Instructions to follow
Extract, verbatim, all lines starting at the one containing "Could you indicate the insect" and ending with the final line of the listing, and no others.

Study material

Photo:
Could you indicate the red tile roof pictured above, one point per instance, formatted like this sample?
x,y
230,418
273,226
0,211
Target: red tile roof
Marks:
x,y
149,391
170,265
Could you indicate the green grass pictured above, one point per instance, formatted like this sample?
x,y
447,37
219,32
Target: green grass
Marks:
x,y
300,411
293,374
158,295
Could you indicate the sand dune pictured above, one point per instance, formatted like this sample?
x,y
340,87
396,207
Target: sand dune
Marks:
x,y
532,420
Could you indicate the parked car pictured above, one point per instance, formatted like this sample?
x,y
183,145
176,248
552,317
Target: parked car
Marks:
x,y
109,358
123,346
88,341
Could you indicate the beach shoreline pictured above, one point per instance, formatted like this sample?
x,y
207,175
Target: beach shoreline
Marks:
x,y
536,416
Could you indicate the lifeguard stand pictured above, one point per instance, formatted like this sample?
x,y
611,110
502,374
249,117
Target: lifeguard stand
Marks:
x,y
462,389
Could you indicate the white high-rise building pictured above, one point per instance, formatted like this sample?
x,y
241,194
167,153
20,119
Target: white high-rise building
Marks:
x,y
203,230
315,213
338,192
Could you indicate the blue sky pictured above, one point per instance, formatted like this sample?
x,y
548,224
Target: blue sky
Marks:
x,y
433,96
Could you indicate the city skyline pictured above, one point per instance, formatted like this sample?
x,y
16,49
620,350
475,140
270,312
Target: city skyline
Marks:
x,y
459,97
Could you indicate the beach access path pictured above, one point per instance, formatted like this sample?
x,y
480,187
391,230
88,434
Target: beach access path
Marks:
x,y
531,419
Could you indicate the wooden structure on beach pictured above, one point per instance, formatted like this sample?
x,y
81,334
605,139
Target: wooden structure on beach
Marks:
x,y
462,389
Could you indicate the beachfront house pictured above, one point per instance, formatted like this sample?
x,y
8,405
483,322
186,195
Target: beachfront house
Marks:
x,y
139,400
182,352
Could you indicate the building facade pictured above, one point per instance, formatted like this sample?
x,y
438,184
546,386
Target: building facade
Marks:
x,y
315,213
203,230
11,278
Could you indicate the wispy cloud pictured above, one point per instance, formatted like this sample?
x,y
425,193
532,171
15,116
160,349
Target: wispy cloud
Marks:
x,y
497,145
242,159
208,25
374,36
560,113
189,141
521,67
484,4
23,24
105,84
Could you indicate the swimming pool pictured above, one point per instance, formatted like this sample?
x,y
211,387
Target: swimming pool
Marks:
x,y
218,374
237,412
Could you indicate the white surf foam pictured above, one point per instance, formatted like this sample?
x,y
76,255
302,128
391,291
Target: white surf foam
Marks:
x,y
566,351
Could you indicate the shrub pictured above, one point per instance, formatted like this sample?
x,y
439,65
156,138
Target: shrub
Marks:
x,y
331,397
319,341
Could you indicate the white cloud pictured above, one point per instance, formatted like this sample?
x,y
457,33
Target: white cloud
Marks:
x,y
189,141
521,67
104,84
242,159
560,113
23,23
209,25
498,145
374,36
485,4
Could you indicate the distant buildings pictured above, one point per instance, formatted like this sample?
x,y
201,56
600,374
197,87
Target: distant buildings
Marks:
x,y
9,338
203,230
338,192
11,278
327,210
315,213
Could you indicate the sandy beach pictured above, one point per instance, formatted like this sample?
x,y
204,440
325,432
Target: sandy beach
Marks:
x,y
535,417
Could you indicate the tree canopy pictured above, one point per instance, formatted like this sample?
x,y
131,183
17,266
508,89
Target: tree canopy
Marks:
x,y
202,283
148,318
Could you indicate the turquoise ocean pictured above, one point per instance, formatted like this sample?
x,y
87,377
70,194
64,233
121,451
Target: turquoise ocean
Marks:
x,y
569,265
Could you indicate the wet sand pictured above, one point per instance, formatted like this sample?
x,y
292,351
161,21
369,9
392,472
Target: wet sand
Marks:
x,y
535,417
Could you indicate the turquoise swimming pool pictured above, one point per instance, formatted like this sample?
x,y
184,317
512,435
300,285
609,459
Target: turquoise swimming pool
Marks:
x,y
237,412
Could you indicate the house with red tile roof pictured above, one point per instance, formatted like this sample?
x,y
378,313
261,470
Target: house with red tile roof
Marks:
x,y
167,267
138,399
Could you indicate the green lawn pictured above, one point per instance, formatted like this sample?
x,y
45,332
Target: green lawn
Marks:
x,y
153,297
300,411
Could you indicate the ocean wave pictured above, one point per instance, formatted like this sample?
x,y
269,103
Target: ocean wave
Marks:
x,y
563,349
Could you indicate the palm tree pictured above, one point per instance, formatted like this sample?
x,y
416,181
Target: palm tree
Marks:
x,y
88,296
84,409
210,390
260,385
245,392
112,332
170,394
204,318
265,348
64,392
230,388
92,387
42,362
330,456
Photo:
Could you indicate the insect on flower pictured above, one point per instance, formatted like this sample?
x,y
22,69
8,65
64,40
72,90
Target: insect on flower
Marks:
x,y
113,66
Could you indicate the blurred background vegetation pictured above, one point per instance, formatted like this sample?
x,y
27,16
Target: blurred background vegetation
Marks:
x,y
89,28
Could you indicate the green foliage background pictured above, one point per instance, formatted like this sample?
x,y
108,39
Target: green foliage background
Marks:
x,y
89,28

Result of the exercise
Could you indicate the insect on flower pictured above, one point per instance, formatted like this sample?
x,y
22,69
8,65
64,40
72,90
Target: insect on flower
Marks:
x,y
113,66
Could you indicate the blurred background vegetation pictured above, one point per instance, formatted like this sample?
x,y
27,16
Target: blurred background vegetation
Marks:
x,y
89,28
Could you indicate the green foliage background pictured above, one point per instance, formatted like this sample?
x,y
108,39
Target: green foliage background
Marks:
x,y
89,28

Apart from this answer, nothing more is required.